TASK INPUT START

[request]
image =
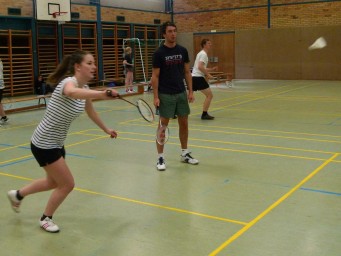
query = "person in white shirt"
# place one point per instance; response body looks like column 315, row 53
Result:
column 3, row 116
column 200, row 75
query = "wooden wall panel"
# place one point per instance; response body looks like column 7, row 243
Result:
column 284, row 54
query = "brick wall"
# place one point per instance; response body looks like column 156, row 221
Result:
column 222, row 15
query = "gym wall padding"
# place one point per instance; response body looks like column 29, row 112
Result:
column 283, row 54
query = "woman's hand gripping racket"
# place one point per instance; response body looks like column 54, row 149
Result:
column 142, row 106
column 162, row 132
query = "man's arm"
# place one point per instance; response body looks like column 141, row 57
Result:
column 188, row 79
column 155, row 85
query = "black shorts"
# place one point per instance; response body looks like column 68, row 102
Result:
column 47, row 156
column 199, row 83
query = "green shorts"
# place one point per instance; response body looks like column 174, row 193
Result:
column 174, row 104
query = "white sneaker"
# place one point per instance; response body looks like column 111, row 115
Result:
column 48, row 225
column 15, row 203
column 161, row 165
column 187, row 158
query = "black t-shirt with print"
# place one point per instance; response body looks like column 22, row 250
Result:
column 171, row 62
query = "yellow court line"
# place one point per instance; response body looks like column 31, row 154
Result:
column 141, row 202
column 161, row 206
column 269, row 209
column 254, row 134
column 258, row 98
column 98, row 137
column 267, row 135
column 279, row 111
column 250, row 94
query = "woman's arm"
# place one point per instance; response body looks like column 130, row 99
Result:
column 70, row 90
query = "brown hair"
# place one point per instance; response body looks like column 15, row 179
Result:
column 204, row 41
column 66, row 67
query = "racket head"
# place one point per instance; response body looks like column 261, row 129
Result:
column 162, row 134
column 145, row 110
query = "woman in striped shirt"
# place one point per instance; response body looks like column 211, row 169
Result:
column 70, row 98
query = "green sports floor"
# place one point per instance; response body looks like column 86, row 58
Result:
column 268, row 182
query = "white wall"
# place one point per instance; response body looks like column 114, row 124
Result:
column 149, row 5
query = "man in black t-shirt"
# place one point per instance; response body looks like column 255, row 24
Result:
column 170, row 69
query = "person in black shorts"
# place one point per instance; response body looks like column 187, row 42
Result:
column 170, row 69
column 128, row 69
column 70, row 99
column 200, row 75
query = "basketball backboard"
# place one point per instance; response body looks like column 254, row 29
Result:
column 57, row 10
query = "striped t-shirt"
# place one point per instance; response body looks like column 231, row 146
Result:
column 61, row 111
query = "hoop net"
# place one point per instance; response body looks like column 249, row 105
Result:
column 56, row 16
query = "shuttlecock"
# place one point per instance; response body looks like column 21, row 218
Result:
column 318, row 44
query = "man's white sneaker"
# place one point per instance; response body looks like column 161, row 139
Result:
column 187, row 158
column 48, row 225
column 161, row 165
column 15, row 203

TASK INPUT END
TASK INPUT START

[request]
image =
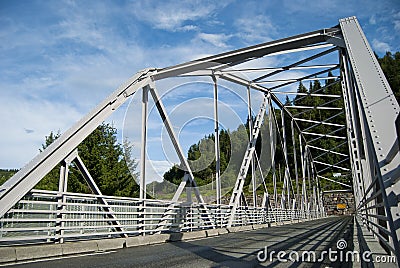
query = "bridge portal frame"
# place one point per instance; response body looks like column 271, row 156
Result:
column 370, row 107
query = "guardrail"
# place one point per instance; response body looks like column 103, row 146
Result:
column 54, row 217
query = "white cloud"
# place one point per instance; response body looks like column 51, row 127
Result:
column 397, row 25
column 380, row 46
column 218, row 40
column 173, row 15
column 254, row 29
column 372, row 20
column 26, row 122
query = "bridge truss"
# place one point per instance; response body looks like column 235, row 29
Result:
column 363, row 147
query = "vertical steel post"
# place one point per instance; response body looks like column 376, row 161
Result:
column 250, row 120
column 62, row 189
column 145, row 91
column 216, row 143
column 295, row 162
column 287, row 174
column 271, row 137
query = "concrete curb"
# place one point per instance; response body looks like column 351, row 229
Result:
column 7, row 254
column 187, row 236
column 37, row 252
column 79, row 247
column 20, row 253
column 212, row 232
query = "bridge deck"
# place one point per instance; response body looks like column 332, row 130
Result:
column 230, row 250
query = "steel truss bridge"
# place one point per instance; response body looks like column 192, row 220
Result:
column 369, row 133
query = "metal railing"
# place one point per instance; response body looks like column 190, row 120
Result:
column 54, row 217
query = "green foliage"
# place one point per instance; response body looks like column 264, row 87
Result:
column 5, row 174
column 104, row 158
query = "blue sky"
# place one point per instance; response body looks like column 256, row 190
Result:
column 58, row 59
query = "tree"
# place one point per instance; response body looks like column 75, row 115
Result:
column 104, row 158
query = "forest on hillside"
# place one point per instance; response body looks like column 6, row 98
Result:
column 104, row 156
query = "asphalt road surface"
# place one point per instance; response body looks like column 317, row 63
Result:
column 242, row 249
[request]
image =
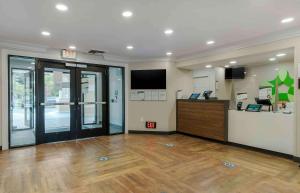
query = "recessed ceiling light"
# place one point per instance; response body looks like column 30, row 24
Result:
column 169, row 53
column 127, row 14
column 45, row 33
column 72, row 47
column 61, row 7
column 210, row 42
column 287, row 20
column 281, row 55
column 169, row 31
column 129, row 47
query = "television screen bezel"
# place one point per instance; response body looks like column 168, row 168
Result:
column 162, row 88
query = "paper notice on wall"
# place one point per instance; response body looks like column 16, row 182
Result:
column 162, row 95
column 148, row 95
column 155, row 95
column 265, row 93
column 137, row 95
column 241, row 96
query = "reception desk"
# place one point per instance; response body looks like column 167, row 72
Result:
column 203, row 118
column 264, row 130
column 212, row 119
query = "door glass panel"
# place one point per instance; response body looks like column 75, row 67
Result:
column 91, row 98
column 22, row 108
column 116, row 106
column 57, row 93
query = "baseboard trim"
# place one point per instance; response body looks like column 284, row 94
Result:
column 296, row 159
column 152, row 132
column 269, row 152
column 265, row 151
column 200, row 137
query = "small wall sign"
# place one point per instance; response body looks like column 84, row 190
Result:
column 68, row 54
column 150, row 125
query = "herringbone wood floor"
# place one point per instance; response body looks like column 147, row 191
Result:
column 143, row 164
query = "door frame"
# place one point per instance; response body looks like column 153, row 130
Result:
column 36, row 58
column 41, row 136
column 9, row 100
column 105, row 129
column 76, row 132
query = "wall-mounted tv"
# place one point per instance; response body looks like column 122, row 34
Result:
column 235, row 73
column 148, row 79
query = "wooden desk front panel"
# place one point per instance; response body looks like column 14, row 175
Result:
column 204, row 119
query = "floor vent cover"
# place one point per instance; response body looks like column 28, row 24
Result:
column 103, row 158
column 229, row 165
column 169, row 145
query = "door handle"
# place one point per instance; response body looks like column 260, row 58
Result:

TASK INPUT END

- _TASK INSTRUCTIONS_
Filter the records above for the string "wall" and copy each matching line.

- _SOLUTION FOR THIS TASK_
query = "wooden wall panel"
query = "brick wall"
query = "gym wall padding"
query = "white wall"
query = "paper notice on wall"
query = "small wall sign"
query = "wall-mounted tv"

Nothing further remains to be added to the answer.